» TASK DETAILS
Some of the lines below need repeating. Reproduce exactly those between the lines holding "Identify the sunglasses on head" and "Identify the red baseball", inclusive.

» Stored data entries
Content starts

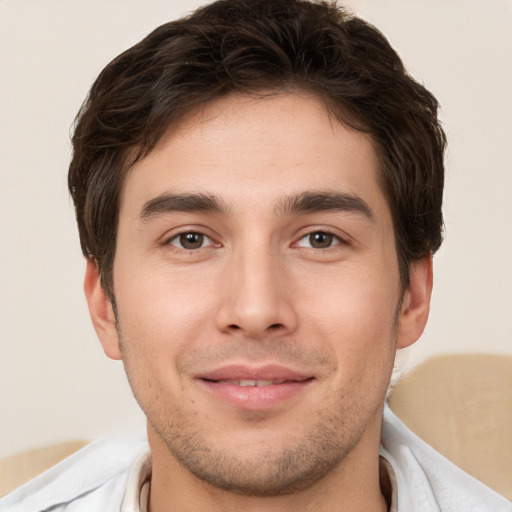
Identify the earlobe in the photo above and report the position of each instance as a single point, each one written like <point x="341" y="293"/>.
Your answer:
<point x="416" y="303"/>
<point x="100" y="309"/>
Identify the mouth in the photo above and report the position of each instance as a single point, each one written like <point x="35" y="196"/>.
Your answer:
<point x="255" y="388"/>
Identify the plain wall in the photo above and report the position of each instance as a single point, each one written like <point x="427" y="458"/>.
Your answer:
<point x="55" y="382"/>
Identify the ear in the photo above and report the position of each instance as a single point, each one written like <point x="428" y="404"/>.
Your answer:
<point x="415" y="303"/>
<point x="100" y="309"/>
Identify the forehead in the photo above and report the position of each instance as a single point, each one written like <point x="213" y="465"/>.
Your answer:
<point x="248" y="149"/>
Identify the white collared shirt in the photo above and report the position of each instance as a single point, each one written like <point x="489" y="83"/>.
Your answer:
<point x="108" y="475"/>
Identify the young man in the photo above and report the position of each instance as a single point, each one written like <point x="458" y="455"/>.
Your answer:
<point x="258" y="192"/>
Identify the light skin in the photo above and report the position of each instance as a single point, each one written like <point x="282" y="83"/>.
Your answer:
<point x="255" y="246"/>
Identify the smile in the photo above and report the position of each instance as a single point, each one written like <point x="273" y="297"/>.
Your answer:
<point x="257" y="389"/>
<point x="251" y="382"/>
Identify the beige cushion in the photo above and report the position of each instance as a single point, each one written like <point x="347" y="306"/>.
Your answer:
<point x="21" y="467"/>
<point x="462" y="406"/>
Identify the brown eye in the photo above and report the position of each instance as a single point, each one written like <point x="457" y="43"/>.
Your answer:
<point x="189" y="241"/>
<point x="320" y="240"/>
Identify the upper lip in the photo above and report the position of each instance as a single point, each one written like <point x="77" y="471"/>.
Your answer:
<point x="245" y="372"/>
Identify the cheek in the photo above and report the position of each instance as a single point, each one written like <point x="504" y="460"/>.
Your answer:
<point x="160" y="316"/>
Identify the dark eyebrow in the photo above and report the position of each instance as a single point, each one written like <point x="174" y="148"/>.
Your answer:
<point x="166" y="203"/>
<point x="312" y="202"/>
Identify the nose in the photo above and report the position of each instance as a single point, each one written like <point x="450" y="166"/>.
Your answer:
<point x="255" y="298"/>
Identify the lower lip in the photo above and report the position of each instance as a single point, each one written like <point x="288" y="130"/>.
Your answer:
<point x="256" y="398"/>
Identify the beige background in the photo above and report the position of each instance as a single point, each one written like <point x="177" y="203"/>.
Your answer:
<point x="55" y="382"/>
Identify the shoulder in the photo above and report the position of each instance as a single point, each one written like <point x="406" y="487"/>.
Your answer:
<point x="94" y="478"/>
<point x="426" y="481"/>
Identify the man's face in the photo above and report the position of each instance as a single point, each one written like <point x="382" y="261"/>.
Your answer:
<point x="258" y="293"/>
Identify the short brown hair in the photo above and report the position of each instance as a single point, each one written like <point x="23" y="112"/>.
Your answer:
<point x="252" y="46"/>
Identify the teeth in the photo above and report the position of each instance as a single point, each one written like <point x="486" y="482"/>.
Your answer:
<point x="250" y="382"/>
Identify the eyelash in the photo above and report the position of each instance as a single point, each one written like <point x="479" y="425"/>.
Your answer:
<point x="180" y="238"/>
<point x="332" y="240"/>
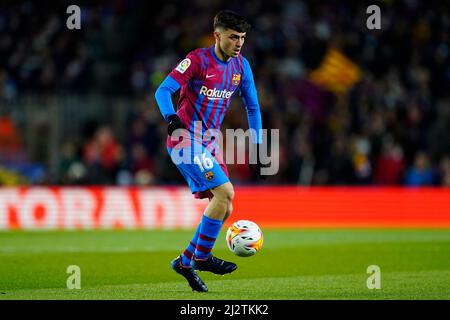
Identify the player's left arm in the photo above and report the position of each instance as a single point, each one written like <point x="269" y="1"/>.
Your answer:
<point x="250" y="98"/>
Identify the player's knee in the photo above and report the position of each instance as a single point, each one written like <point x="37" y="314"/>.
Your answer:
<point x="226" y="194"/>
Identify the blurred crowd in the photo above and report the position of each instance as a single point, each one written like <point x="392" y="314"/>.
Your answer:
<point x="391" y="128"/>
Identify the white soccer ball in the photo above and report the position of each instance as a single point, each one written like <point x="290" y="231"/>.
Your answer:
<point x="244" y="238"/>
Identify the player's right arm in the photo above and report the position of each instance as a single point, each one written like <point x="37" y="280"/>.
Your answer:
<point x="185" y="70"/>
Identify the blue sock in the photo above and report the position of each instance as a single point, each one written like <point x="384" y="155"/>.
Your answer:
<point x="186" y="256"/>
<point x="209" y="231"/>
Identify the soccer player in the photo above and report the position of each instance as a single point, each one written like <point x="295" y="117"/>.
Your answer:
<point x="209" y="78"/>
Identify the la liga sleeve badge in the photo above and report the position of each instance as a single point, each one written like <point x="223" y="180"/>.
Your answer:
<point x="184" y="65"/>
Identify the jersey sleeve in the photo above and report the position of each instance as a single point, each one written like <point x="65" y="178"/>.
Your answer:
<point x="250" y="98"/>
<point x="187" y="69"/>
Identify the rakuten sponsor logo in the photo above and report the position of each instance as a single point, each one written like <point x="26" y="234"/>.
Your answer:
<point x="214" y="94"/>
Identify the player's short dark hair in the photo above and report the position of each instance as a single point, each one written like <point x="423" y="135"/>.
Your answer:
<point x="231" y="20"/>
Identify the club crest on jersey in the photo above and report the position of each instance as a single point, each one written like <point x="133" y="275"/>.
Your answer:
<point x="209" y="175"/>
<point x="236" y="79"/>
<point x="184" y="65"/>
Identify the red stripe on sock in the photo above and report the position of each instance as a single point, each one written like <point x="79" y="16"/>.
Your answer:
<point x="188" y="254"/>
<point x="203" y="249"/>
<point x="206" y="238"/>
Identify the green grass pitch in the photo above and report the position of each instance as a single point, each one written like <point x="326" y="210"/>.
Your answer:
<point x="293" y="264"/>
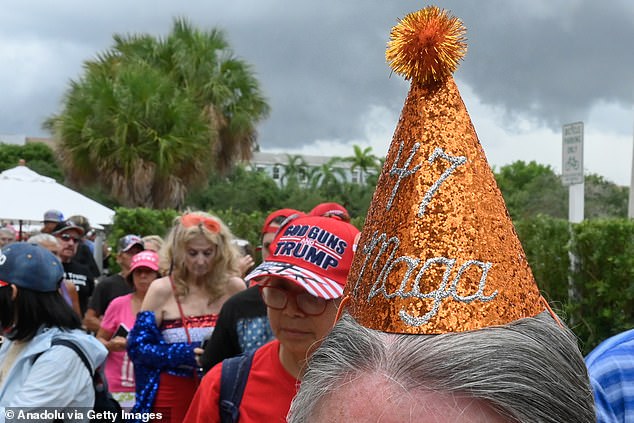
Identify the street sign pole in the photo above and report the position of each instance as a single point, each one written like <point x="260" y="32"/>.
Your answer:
<point x="572" y="169"/>
<point x="572" y="175"/>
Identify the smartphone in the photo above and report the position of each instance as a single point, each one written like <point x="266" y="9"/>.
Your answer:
<point x="122" y="330"/>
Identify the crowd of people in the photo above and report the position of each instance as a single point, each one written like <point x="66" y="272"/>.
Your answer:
<point x="429" y="313"/>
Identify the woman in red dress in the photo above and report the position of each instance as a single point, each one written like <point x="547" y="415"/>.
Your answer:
<point x="179" y="312"/>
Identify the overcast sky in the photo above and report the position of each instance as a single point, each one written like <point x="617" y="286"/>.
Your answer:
<point x="531" y="67"/>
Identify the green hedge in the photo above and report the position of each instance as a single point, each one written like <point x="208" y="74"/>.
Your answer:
<point x="602" y="302"/>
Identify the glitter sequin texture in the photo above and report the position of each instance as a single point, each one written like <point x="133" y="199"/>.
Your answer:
<point x="151" y="355"/>
<point x="438" y="252"/>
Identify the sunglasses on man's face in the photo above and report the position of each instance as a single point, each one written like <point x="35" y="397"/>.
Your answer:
<point x="68" y="237"/>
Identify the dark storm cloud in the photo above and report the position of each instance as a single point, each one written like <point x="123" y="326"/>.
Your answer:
<point x="321" y="63"/>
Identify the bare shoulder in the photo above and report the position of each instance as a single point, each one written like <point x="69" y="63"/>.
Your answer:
<point x="158" y="294"/>
<point x="235" y="285"/>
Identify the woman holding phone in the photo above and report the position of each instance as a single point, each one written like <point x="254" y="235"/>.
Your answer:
<point x="118" y="320"/>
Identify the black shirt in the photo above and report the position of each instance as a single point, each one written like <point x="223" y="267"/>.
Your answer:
<point x="242" y="326"/>
<point x="84" y="283"/>
<point x="107" y="290"/>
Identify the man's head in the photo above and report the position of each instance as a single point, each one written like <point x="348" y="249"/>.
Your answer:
<point x="127" y="247"/>
<point x="51" y="219"/>
<point x="69" y="235"/>
<point x="441" y="300"/>
<point x="303" y="278"/>
<point x="497" y="374"/>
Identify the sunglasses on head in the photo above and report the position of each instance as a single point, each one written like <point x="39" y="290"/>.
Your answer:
<point x="68" y="237"/>
<point x="190" y="220"/>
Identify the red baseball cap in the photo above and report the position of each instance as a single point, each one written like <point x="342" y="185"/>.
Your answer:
<point x="266" y="228"/>
<point x="330" y="210"/>
<point x="314" y="253"/>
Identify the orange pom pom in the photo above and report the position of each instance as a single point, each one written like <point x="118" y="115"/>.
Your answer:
<point x="427" y="45"/>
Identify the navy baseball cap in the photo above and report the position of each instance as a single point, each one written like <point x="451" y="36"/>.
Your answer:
<point x="30" y="266"/>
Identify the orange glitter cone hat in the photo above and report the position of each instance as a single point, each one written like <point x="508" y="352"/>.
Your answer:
<point x="438" y="252"/>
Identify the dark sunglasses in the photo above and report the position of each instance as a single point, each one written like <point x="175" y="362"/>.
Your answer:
<point x="67" y="237"/>
<point x="277" y="298"/>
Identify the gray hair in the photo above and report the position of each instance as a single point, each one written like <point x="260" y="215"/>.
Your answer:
<point x="529" y="371"/>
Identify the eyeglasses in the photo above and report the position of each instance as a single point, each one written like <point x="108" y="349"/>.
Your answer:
<point x="277" y="299"/>
<point x="67" y="237"/>
<point x="191" y="219"/>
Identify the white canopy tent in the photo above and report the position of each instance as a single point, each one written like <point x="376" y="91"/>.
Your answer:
<point x="26" y="195"/>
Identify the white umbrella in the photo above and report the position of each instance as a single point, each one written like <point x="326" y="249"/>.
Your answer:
<point x="26" y="195"/>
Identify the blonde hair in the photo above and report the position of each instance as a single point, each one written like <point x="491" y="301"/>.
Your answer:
<point x="224" y="263"/>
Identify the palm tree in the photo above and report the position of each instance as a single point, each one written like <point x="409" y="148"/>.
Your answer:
<point x="363" y="160"/>
<point x="151" y="117"/>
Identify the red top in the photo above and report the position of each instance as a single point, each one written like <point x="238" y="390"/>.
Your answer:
<point x="267" y="395"/>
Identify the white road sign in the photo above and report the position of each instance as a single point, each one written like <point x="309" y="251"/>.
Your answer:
<point x="572" y="153"/>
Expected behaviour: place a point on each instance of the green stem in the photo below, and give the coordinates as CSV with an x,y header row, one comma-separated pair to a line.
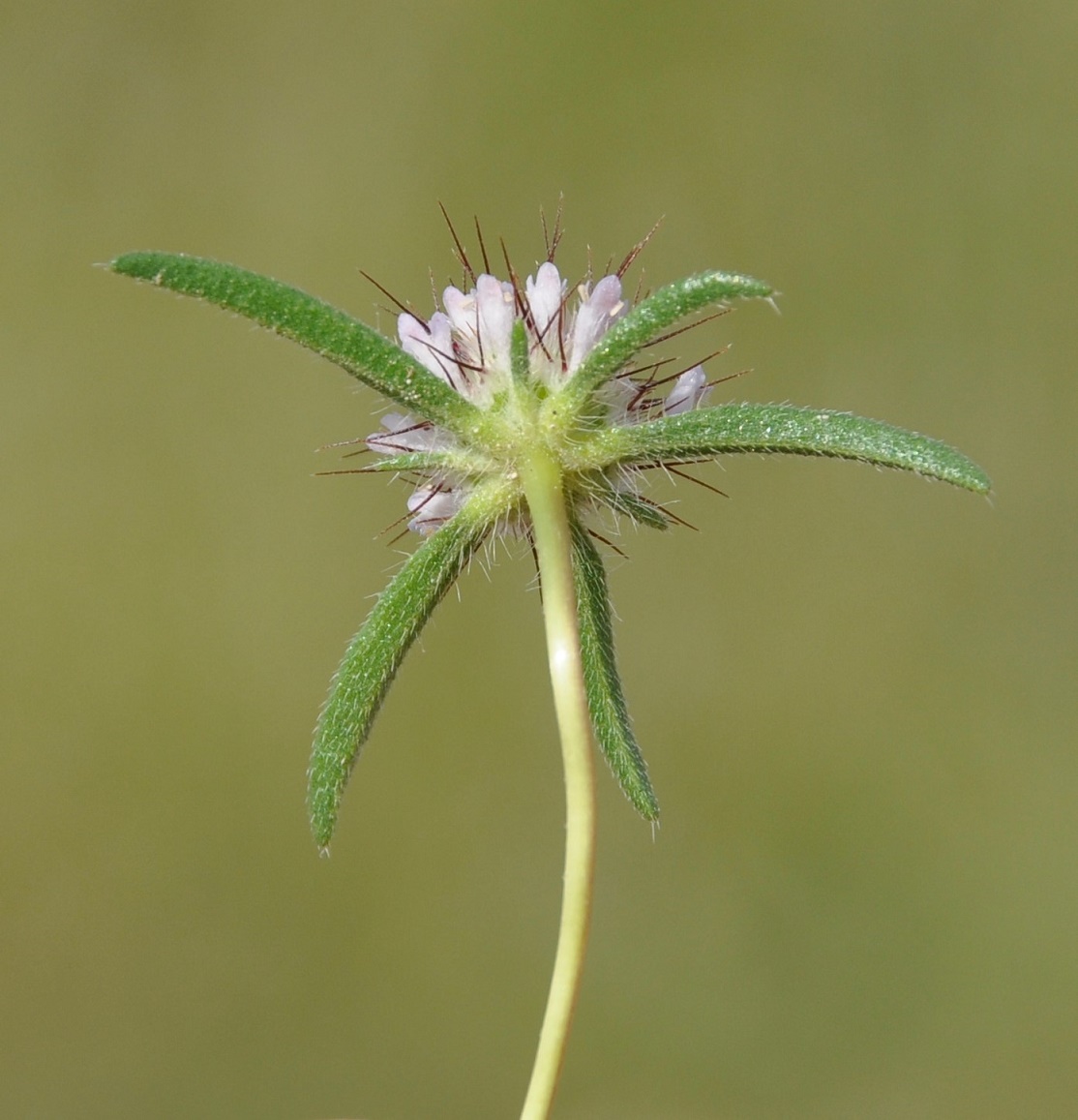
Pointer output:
x,y
542,483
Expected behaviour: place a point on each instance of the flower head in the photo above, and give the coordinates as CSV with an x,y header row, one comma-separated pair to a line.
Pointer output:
x,y
515,395
469,347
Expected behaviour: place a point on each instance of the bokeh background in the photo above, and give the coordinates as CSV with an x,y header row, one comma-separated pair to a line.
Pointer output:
x,y
856,690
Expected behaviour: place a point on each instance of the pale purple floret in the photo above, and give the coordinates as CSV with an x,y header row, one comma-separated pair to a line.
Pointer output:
x,y
597,313
433,507
544,299
433,347
468,347
687,392
405,434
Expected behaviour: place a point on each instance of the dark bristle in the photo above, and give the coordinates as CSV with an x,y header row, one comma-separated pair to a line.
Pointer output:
x,y
637,249
392,298
674,377
690,326
552,240
483,248
699,482
462,256
609,544
522,306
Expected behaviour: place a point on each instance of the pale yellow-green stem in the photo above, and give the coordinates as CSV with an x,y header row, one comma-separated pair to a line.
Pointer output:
x,y
542,482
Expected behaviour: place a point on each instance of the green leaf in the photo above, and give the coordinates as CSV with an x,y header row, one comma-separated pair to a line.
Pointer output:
x,y
606,700
654,315
373,658
285,311
728,429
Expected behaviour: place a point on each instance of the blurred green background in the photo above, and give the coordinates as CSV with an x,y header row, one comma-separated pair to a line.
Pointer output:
x,y
855,690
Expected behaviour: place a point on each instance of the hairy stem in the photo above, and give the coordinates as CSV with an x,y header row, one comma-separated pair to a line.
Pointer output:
x,y
542,482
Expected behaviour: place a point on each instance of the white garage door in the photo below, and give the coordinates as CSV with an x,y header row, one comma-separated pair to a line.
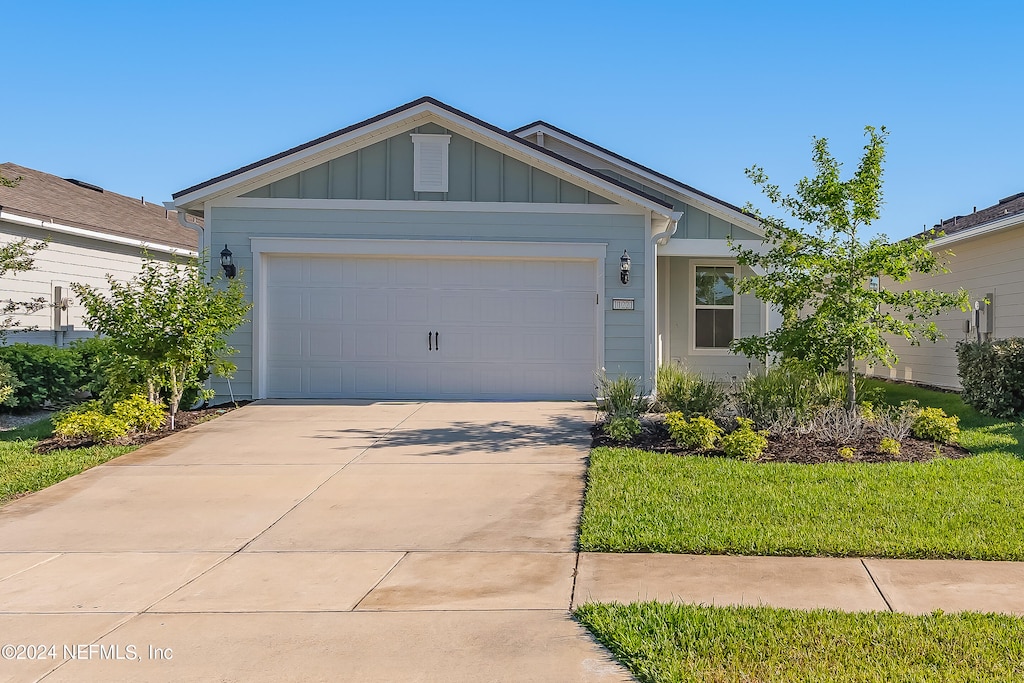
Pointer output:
x,y
409,328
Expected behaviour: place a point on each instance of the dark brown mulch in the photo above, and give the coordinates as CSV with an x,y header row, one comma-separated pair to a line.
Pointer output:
x,y
183,420
792,447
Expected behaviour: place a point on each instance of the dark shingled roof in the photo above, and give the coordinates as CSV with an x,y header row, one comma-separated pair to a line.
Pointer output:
x,y
398,110
1008,206
78,204
621,158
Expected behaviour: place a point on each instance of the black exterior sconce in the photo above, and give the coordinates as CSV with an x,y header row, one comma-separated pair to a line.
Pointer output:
x,y
225,262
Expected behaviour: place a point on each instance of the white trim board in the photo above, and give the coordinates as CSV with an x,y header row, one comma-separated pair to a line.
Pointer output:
x,y
396,124
422,205
92,235
265,248
691,198
710,248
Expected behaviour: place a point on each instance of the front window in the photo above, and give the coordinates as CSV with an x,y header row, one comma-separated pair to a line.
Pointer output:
x,y
714,304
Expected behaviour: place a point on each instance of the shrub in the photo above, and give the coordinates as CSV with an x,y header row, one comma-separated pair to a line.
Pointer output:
x,y
698,432
622,427
992,376
934,424
744,442
623,396
139,413
8,384
890,445
690,393
48,375
88,420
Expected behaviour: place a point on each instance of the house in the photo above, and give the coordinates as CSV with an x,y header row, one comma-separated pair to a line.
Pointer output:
x,y
987,260
424,253
90,232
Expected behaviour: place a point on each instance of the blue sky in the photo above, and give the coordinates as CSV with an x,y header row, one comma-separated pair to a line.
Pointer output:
x,y
147,98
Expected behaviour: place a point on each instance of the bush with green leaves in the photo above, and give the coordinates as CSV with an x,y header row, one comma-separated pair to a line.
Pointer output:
x,y
139,413
622,428
48,375
890,446
992,376
696,433
687,392
744,442
92,420
89,421
933,424
622,396
8,384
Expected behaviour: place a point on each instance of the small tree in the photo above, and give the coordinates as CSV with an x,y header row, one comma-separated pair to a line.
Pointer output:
x,y
171,322
824,281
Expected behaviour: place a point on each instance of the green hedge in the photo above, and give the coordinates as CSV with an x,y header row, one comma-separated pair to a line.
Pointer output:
x,y
48,375
992,376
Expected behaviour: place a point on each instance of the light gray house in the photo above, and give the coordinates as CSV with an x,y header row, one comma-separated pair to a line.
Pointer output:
x,y
987,260
91,232
424,253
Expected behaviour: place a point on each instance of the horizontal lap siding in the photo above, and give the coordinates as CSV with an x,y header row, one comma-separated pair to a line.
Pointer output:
x,y
67,259
624,330
986,264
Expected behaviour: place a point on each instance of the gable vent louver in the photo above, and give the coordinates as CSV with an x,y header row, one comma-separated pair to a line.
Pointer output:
x,y
430,163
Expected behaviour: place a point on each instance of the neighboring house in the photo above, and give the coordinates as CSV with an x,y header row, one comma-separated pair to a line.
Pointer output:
x,y
91,232
987,260
424,253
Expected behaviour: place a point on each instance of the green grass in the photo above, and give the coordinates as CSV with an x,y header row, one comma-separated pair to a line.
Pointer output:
x,y
23,471
669,642
971,508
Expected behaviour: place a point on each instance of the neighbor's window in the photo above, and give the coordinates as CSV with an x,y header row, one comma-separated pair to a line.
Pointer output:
x,y
714,304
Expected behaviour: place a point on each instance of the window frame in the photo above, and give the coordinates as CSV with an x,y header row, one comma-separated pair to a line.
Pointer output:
x,y
693,307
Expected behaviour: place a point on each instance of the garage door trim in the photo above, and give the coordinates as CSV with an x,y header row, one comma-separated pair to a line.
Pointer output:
x,y
263,248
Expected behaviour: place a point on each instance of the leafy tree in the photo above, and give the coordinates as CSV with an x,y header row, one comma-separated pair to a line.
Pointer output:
x,y
169,323
824,280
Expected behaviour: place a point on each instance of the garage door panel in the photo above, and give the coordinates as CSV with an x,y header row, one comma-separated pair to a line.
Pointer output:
x,y
285,270
285,381
286,342
412,307
326,343
354,327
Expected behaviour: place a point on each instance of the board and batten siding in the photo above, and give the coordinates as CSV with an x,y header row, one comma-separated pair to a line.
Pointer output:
x,y
384,171
986,264
67,259
676,319
624,344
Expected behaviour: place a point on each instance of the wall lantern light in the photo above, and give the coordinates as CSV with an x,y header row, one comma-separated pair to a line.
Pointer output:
x,y
225,262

Content ends

» EXPECTED ANSWER
Identify the sunglasses on head in the photo above and report the position of each instance as a single point, each one written like <point x="39" y="290"/>.
Your answer:
<point x="68" y="237"/>
<point x="190" y="220"/>
Identify the red baseball cap in the photo above and report the position of each instance as a single point, each one written like <point x="342" y="185"/>.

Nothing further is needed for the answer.